> _TASK_
Rewrite all of the lines below, replacing every "pixel coordinates" with "image coordinates" and keeping everything else the same. Omit the pictures from your answer.
==============================
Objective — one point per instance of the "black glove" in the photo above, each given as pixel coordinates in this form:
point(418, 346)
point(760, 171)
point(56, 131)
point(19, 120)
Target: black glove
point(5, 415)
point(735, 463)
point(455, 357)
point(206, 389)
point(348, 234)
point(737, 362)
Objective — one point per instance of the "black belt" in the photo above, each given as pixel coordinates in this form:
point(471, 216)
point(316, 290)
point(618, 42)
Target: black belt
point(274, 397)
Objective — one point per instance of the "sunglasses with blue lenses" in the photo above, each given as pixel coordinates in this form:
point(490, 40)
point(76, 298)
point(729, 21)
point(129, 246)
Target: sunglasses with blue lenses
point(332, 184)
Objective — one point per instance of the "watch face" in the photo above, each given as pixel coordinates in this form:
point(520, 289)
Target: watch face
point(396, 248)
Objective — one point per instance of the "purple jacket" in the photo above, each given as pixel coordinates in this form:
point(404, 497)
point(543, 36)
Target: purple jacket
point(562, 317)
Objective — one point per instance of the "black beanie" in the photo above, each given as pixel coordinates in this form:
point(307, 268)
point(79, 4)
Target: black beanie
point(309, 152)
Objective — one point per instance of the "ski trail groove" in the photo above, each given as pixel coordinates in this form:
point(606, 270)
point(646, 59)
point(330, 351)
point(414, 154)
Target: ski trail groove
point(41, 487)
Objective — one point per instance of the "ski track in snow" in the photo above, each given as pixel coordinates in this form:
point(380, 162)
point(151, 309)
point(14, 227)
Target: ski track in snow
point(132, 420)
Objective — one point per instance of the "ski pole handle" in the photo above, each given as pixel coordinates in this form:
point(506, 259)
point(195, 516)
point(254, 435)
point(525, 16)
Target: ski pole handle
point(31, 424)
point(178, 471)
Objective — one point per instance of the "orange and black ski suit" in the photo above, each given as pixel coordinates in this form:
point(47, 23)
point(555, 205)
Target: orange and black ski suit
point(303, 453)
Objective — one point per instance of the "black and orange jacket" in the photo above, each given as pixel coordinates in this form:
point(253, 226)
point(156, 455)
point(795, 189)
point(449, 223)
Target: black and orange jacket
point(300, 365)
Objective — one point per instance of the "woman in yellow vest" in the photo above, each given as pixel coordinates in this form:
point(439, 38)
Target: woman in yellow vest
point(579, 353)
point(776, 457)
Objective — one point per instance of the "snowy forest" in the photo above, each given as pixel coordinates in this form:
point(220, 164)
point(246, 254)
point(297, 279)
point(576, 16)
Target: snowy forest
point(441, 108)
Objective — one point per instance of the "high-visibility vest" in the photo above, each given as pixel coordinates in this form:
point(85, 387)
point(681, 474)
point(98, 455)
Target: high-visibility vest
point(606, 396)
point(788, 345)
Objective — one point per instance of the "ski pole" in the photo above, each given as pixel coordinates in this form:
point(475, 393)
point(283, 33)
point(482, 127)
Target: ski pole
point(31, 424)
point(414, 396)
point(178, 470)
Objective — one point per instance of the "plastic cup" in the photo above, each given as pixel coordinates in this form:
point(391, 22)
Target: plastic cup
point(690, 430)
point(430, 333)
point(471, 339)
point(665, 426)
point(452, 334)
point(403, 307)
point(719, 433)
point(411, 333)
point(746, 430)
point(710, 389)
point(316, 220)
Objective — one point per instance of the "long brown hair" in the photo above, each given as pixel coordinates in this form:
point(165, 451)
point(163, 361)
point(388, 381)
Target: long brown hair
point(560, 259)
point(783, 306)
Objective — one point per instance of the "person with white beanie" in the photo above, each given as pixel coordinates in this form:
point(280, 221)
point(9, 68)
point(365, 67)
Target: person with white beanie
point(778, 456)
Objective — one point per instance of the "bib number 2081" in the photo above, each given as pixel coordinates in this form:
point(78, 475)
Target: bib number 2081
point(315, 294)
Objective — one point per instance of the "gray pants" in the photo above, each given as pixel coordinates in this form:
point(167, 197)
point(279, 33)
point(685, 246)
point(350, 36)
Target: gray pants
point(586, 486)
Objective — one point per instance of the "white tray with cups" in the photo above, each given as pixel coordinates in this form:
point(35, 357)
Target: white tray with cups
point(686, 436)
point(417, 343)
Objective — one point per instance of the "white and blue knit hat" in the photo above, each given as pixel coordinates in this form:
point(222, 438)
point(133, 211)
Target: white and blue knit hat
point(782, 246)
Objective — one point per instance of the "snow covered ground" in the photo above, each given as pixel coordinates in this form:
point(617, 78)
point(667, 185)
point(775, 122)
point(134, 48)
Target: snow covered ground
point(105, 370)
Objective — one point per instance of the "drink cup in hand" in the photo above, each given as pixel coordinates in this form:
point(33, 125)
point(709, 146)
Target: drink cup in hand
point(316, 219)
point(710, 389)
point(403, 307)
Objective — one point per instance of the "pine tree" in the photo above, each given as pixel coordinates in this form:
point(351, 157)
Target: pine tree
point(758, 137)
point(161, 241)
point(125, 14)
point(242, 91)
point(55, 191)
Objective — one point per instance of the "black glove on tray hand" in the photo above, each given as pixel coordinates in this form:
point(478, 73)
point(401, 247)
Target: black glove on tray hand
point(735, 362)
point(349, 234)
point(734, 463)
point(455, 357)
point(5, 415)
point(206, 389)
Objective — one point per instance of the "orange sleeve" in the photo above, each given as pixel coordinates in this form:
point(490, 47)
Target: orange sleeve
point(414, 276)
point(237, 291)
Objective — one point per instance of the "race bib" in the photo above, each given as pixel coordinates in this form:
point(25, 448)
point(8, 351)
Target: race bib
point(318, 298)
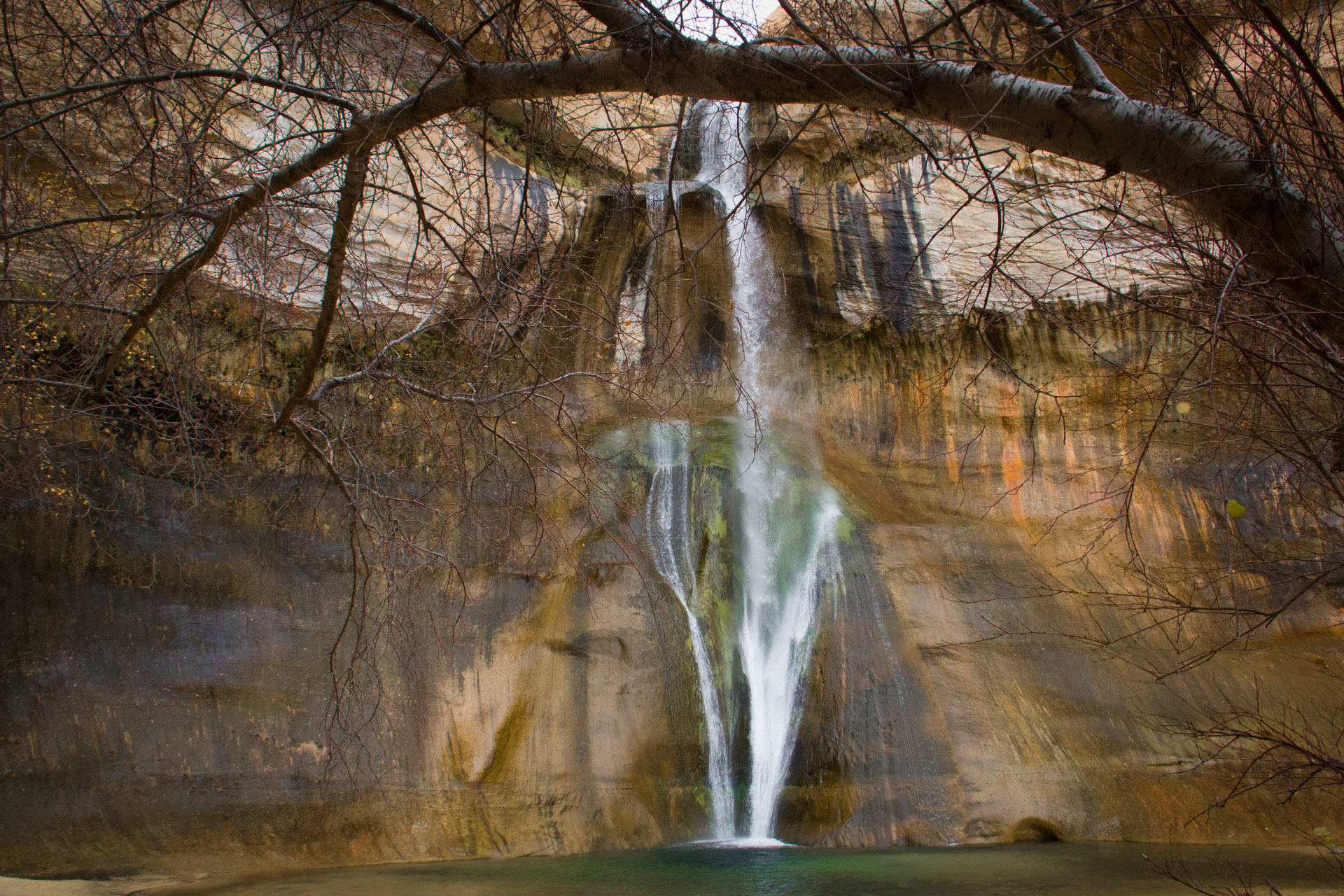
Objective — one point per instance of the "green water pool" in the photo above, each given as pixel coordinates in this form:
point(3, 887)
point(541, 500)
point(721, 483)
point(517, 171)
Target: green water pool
point(972, 871)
==============================
> _SOLUTION TO THIS EXERCISE_
Objective — one point per instance of the "black glove" in the photo above, each given as image coordinates in this form:
point(418, 346)
point(760, 171)
point(56, 131)
point(19, 120)
Target: black glove
point(5, 415)
point(735, 463)
point(455, 357)
point(206, 389)
point(348, 234)
point(737, 362)
Objective — one point per instance of the "black belt" in the photo above, each given as image coordinates in this form:
point(471, 216)
point(316, 290)
point(618, 42)
Target: black belt
point(274, 397)
Objective — one point per instance of the "sunglasses with blue lenses" in the photo above, each given as image coordinates in this form:
point(490, 40)
point(76, 298)
point(729, 21)
point(129, 246)
Target: sunglasses with blue lenses
point(332, 184)
Objective — one point per instance of the "watch face" in the photo above, each given as image coordinates in this form:
point(520, 289)
Target: watch face
point(396, 248)
Objective — one point per instance of the "purple jacket" in the photo above, each given as image coordinates in this form:
point(404, 497)
point(543, 36)
Target: purple jacket
point(562, 317)
Objective — one point per instance of the "black beanie" in the photo above, each given as image coordinates in this form:
point(307, 268)
point(79, 4)
Target: black beanie
point(309, 152)
Objective — one point per instance of the "ski trail groove" in the photo above, each given as image coordinates in this form:
point(606, 270)
point(646, 59)
point(330, 351)
point(414, 154)
Target: ski trail groove
point(41, 487)
Objective — one point per instance of the "ski track in snow" in the photo above, each given as image coordinates in this form:
point(380, 162)
point(151, 309)
point(14, 227)
Target: ski track in snow
point(132, 420)
Objective — one point per instance of the "ski pole handle" in the photo above, each given as image coordinates in this form:
point(506, 259)
point(195, 516)
point(254, 435)
point(525, 16)
Target: ski pole handle
point(31, 424)
point(178, 471)
Objective — one point per instance of the "orange and black ski suit" in the photo above, each given as image coordinates in this form:
point(47, 23)
point(555, 205)
Target: orange and black ski suit
point(303, 453)
Objective — one point per instance of the "black and orange jacket" in the photo above, each given as image coordinates in this form:
point(253, 226)
point(156, 455)
point(795, 189)
point(449, 223)
Target: black and orange jacket
point(300, 365)
Objective — one point per instance of the "woman in yellow vest" in the photo above, each given as image coordinates in this form:
point(439, 38)
Target: woman in yellow vest
point(579, 353)
point(776, 457)
Objective — one point per instance of the "snowy forest" in the photo above, each given as image coordinates in this form:
point(220, 164)
point(246, 254)
point(297, 279)
point(576, 16)
Target: snowy forest
point(441, 108)
Objective — one point per instance of the "high-visibility vest" in the photo above, each given as image coordinates in this form:
point(85, 387)
point(681, 474)
point(98, 455)
Target: high-visibility vest
point(606, 396)
point(788, 345)
Objective — one point per instance of the "ski pole" in the photo above, each given as image coordinates in this form:
point(475, 393)
point(283, 33)
point(482, 127)
Target: ski pole
point(31, 424)
point(414, 396)
point(178, 470)
Objective — one point per instance of the "plastic cup" in the photo above, each given as image coordinates in this form:
point(391, 22)
Target: plastic cup
point(690, 430)
point(430, 333)
point(471, 339)
point(665, 426)
point(452, 334)
point(403, 307)
point(719, 433)
point(411, 333)
point(746, 430)
point(710, 389)
point(316, 220)
Objective — one point per instance of the "long brown hair" in the photo above, each given as image coordinates in this form:
point(165, 451)
point(163, 361)
point(388, 381)
Target: long brown hair
point(560, 259)
point(783, 306)
Objective — one point per instance of the "person with white beanie" in the photo above, each given as image coordinates in this form:
point(280, 221)
point(9, 68)
point(365, 67)
Target: person with white beanie
point(778, 456)
Objective — one point per instance of the "bib number 2081" in the photo above, each given as image coordinates in this form:
point(78, 475)
Target: bib number 2081
point(315, 294)
Objective — one point per instance of the "gray pants" in the photo above, each given as image coordinates in this form:
point(167, 197)
point(279, 33)
point(685, 246)
point(350, 36)
Target: gray pants
point(586, 486)
Objective — one point per instance of the "white tray with cups" in the photo above, each given as image coordinates in this form:
point(35, 357)
Target: white tray with cups
point(686, 436)
point(417, 343)
Objective — one point per instance of the "white and blue knit hat" in the photo above, each given as image coordinates in this form:
point(222, 438)
point(133, 211)
Target: white and blue knit hat
point(782, 246)
Objective — one point per instance of the "snow covered ground" in the photo above, each given as image coordinates in this form:
point(617, 78)
point(667, 185)
point(775, 122)
point(134, 48)
Target: snow covered ground
point(105, 370)
Objective — one point per instance of the "drink cup in hand" in the photo above, each given as image coordinates in this form:
point(33, 125)
point(709, 146)
Target: drink cup in hand
point(316, 219)
point(710, 389)
point(403, 307)
Objective — one point per instance of the "pine tree" in the photo above, each given as image coordinates in this form:
point(351, 157)
Target: pine tree
point(758, 137)
point(161, 241)
point(125, 14)
point(242, 91)
point(55, 191)
Objective — one point per instance of the "black glove on tray hand" in the photo above, each given as image coordinates in this form:
point(478, 73)
point(401, 247)
Target: black glove on tray hand
point(735, 362)
point(349, 234)
point(734, 463)
point(455, 357)
point(5, 415)
point(206, 389)
Objective — one point per instance of the "orange sleeve" in the photo above, each given as image coordinates in this form:
point(490, 47)
Target: orange sleeve
point(414, 276)
point(237, 291)
Objective — one point per instance of the "race bib" in the photo above, each given as image coordinates in this form:
point(25, 448)
point(8, 351)
Target: race bib
point(318, 298)
Objective — one point per instance of the "green water pool" in the photo above, each given as image coordinates in this form:
point(3, 887)
point(541, 500)
point(721, 483)
point(517, 171)
Target: green water pool
point(972, 871)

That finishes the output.